- **CONSIGNA A**:
En el fragmento sobre el burdel de carretera en Laos, ¿cuánto se pagaba por un servicio sexual y qué parte de ese dinero se quedaban las chicas?
- **CONSIGNA B**:
Resume en forma de lista, conservando los datos principales, el párrafo del fragmento que empieza con "Porque mientras en Kampheng Muang".

::: FRAGMENTO DEL TEXTO :::

En aquel burdel de carretera crecí como persona. Lo que espero que estén haciendo las que se abren de piernas, bastantes con 11 y 12 años, ante los penes enfervorizados de todos aquellos nativos que tienen a sus señoras en casa con dos o tres hijos y no saben cómo contener la hinchazón. Y volvemos a un asunto a tener en cuenta, algo en lo que pensar, antes de pasar la apisonadora judicial/moral occidental: allí nadie parecía sentirse mal. Que aquello parecía el personal de un restaurante atendiendo a clientes cuando en realidad eran putas muy menores que, bebiendo cerveza a espuertas, esperaban su momento de gloria: follar por diez dólares de los que ellas sólo se llevan entre dos y tres. Porque la pescadilla que se muerde la cola fue comprobar que el dueño hacía las veces de casero y que a cambio de cama y comida las chicas, no sólo inocentes sino inexpertas, creían vivir si no en un paraíso al menos en un lugar razonable para cualquier habitante de país pobre de este planeta: como, bebo, me ducho, duermo y me saco algo de dinero y propinas. Porque la desgracia es aceptar que esas meretrices adolescentes mantienen, en no pocos casos, a sus familias con esos ingresos de origen exclusivamente sexual: padres, abuelos y hermanos mantenidos por niñas de 11 y 12 años. Tomemos nota.

 

Porque mientras en Kampheng Muang los chulos, en muchísimos casos los mismos novios de las chiquillas, permanecían en los arcenes esperando su comisión y su lata de cerveza mientras incitaban a los clientes a cruzar la entrada hacia aquellas chabolas inmundas, en aquella carretera camino de Luang Prabang, ciudad más importante del norte de Laos ya dominada por las hordas de turistas, nadie osaba asomar su nariz por una simple razón: aquello parecía una tarde de domingo, normal hasta la exageración; de aquellas en las que escuchábamos Carrusel deportivo, cuando estaban Paco y Pepe y Atocha era la autenticidad, no así Anoeta, que aún no era ni vestigio de proyecto. Porque en aquel merendero camuflado –luego, y ya volviendo a Vientián, comprendí que no era el único: había otra media docena de competidores exactamente iguales– se cocía, y a plena luz del día, una competición extraña: tipos alcoholizándose y alcoholizando a muy menores de edad que luego cederían sus cuerpos para ser horadados a cambio de dinero mientras el dueño, un cincuentón, pinchaba música estridente sacada de una mesa de mezclas. Perros y gallinas, así como gatos y patos, rodeaban el lugar de los hechos cuando aún restaban un par de horas para que cayera la tarde. Porque aquello, salvo por la prostitución infantil, era un lugar entre idílico y romántico.

::: DATOS SIN PROCESAR :::

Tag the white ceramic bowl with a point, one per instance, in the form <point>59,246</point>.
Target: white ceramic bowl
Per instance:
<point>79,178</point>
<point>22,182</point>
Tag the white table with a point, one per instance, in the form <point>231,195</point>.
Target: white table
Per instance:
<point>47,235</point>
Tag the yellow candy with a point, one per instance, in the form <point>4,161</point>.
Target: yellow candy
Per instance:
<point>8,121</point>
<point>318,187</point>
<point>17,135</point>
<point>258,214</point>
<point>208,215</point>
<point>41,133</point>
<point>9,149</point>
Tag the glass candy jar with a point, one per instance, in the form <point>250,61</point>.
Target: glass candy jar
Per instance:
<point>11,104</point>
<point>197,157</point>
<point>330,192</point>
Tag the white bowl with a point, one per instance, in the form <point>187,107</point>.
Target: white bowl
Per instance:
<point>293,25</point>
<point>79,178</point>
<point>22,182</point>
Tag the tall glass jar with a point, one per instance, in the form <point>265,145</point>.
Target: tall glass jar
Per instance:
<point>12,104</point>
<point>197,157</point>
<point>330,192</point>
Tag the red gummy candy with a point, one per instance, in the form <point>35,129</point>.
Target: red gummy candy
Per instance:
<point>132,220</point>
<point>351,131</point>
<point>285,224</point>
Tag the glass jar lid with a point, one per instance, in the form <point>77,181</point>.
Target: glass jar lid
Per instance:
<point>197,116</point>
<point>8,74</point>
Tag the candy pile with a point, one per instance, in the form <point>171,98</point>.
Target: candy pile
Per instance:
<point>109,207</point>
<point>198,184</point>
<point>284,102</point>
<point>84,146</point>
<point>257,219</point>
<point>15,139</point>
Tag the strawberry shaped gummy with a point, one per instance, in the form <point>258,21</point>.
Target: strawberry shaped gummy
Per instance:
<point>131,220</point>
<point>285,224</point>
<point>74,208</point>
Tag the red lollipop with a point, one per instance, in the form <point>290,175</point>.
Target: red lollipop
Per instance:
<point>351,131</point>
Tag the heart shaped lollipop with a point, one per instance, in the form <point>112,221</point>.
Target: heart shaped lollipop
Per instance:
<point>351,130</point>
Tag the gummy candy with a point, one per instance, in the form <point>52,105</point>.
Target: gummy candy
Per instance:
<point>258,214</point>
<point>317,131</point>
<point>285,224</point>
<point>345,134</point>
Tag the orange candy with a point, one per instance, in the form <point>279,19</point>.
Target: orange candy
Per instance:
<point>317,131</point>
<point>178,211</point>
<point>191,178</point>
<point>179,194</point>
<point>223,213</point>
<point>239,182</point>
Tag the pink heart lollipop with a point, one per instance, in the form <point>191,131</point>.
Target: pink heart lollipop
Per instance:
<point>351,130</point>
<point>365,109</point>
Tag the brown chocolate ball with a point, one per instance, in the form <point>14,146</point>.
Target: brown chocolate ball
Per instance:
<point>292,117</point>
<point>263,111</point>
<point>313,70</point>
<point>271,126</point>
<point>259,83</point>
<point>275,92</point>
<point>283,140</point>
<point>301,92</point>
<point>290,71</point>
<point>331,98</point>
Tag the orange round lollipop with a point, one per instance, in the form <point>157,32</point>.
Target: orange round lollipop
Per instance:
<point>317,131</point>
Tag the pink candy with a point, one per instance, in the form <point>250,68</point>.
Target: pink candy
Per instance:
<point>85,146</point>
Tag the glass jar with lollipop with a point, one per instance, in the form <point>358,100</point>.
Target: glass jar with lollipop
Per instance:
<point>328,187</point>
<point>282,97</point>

:::

- **SOLUCIÓN A**:
Se pagaban diez dólares, de los que ellas solo se llevaban entre dos y tres.

- **SOLUCIÓN B**:
- En Kampheng Muang, los proxenetas, muchas veces los propios novios de las chicas, esperaban en los arcenes su comisión y su cerveza, y animaban a los clientes a entrar en unas chabolas.
- En la carretera hacia Luang Prabang, la ciudad más importante del norte de Laos y ya llena de turistas, nadie hacía eso, porque el lugar parecía una tarde de domingo normal.
- Aquel merendero camuflado no era el único: camino de Vientián había otra media docena de locales iguales.
- A plena luz del día, hombres bebían y daban alcohol a menores que después se prostituían a cambio de dinero.
- Mientras tanto, el dueño, un hombre de unos cincuenta años, ponía música estridente con una mesa de mezclas.
- Perros, gallinas, gatos y patos rodeaban el lugar cuando faltaban un par de horas para el anochecer.
- Salvo por la prostitución infantil, el sitio parecía entre idílico y romántico.